::: The data

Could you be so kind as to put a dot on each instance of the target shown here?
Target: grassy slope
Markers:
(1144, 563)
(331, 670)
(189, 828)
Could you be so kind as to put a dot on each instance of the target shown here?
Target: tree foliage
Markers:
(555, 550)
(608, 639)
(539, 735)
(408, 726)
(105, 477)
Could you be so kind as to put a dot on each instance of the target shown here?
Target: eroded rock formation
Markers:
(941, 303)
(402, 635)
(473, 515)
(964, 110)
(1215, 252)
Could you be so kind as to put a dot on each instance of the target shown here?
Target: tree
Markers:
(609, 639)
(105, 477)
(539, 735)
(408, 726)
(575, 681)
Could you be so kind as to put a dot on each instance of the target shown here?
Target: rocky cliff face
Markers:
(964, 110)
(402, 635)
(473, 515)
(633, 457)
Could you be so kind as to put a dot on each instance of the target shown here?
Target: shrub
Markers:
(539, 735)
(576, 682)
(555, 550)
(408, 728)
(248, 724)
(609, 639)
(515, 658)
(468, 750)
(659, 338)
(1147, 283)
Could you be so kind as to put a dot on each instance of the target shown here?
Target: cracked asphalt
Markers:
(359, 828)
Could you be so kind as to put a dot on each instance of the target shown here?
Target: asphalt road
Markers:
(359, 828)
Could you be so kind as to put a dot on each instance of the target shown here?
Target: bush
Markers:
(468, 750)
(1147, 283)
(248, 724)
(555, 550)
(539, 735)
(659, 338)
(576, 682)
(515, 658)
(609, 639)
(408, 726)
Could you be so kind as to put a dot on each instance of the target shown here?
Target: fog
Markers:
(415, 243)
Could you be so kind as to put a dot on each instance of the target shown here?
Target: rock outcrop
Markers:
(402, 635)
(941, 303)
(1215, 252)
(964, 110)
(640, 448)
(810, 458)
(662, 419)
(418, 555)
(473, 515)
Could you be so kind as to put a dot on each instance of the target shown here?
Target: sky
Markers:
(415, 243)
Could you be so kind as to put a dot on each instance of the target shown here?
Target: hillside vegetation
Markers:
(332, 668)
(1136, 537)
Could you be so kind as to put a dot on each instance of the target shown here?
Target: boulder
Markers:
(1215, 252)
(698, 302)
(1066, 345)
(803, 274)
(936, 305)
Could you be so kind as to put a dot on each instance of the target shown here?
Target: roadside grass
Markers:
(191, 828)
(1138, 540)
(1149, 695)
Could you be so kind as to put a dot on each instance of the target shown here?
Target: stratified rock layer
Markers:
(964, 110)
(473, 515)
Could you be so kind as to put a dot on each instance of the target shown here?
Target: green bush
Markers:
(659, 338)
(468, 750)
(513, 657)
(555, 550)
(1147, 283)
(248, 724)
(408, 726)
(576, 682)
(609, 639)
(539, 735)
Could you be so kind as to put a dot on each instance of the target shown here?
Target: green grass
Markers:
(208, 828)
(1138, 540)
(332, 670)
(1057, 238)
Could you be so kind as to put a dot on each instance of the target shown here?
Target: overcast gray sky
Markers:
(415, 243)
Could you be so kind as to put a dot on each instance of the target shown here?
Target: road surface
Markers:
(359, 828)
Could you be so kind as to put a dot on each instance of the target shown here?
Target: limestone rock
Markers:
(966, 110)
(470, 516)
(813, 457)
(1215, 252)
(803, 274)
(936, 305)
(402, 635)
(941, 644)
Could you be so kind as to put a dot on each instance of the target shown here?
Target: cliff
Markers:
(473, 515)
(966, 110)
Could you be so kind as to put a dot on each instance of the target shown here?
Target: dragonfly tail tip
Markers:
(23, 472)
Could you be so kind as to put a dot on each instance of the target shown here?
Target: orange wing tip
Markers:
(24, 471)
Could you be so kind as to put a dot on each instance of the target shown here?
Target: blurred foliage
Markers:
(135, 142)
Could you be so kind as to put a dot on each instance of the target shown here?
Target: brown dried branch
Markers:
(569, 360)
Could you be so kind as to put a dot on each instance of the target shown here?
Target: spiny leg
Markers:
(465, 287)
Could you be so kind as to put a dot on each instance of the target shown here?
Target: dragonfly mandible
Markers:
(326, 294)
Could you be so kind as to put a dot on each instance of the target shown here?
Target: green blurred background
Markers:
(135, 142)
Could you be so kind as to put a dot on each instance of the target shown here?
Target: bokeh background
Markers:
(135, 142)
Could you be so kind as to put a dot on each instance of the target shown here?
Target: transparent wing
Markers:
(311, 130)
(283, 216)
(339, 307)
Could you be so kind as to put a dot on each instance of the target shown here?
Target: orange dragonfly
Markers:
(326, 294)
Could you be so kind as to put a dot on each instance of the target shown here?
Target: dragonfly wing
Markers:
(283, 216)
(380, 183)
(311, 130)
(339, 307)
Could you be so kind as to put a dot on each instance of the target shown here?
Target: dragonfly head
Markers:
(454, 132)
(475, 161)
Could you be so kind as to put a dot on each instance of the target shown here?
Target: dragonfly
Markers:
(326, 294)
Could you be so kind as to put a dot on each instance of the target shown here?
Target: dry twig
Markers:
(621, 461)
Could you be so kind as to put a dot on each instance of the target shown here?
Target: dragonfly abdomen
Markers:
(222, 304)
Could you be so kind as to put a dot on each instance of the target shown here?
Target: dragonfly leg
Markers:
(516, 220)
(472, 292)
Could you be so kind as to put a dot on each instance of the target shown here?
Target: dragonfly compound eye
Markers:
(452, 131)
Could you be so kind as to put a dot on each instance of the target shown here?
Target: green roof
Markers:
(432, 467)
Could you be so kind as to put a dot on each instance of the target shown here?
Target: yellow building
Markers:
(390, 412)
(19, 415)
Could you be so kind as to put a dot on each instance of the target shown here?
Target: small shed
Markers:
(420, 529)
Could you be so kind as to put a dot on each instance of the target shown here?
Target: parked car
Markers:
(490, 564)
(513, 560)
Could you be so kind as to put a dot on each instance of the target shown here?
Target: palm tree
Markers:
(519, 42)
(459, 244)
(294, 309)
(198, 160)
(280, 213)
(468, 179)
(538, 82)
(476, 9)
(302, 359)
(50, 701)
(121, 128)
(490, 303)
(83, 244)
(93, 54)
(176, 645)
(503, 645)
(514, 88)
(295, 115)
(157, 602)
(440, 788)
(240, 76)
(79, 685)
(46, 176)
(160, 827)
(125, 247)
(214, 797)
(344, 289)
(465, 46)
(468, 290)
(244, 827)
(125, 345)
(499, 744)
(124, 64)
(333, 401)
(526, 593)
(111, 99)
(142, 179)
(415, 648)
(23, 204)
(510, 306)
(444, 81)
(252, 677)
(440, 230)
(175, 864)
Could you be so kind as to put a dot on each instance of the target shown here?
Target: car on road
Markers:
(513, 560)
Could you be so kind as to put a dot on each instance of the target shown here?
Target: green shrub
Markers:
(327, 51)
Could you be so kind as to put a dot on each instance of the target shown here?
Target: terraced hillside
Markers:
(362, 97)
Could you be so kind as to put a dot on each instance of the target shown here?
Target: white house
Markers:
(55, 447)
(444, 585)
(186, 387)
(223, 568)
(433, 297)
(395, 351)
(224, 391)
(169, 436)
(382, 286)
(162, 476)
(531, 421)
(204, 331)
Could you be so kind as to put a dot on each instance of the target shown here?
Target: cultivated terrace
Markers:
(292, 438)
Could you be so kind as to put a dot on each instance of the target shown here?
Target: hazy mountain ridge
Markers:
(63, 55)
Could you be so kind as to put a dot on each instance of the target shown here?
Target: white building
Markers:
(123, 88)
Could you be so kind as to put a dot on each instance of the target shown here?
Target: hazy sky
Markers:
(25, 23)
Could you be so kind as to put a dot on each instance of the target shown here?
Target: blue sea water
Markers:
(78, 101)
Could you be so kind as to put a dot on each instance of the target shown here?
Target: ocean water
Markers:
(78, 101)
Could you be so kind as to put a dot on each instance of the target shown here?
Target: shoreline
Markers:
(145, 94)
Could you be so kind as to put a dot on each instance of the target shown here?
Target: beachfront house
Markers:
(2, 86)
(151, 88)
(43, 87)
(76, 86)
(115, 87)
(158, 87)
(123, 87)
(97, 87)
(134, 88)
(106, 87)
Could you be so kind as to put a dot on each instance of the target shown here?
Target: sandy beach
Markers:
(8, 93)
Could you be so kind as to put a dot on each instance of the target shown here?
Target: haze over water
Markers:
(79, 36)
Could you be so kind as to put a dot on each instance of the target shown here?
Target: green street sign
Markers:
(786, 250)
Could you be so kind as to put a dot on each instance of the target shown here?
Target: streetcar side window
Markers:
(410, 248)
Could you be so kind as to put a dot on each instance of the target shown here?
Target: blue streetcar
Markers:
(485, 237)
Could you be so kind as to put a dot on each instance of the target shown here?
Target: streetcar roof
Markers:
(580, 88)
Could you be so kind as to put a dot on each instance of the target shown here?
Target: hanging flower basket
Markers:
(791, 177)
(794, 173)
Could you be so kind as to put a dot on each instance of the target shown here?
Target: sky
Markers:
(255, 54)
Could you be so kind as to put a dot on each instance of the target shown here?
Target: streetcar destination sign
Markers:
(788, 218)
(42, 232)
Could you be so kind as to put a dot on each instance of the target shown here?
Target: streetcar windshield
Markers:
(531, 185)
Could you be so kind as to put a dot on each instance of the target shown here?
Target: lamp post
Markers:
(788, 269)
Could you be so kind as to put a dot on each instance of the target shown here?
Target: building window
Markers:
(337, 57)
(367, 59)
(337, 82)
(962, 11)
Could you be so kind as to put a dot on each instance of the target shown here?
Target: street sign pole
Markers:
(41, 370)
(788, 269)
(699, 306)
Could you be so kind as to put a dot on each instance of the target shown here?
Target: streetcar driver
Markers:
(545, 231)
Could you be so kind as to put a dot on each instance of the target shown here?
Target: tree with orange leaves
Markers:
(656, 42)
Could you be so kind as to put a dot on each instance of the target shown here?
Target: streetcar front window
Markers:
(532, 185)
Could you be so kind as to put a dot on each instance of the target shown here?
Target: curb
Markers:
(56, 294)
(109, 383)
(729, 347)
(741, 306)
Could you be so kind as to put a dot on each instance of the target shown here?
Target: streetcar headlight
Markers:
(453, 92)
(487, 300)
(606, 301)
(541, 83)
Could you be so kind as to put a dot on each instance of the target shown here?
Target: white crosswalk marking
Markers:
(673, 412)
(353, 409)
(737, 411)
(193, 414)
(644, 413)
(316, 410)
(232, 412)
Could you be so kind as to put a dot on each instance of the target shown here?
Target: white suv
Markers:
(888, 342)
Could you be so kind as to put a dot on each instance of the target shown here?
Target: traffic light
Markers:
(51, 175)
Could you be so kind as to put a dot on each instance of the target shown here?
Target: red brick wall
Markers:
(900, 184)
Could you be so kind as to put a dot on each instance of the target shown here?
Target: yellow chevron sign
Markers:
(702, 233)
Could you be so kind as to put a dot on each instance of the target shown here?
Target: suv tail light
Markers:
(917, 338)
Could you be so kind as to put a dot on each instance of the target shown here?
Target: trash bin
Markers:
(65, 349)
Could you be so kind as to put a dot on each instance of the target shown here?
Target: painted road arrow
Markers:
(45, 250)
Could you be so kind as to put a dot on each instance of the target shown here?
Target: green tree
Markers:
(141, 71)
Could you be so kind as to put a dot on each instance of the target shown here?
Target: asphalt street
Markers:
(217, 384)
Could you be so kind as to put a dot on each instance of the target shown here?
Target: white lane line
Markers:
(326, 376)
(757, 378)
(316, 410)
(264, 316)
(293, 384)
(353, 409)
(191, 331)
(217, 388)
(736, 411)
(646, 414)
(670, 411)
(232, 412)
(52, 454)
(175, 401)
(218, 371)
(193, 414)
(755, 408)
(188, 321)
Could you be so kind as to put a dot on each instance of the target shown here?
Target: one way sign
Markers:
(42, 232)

::::::

* _Given instruction_: Report every line of the listing above that contains the word "roof", copying each such line in full. Treat case as significant.

* _Result for this task_:
Target: green roof
Target: streetcar roof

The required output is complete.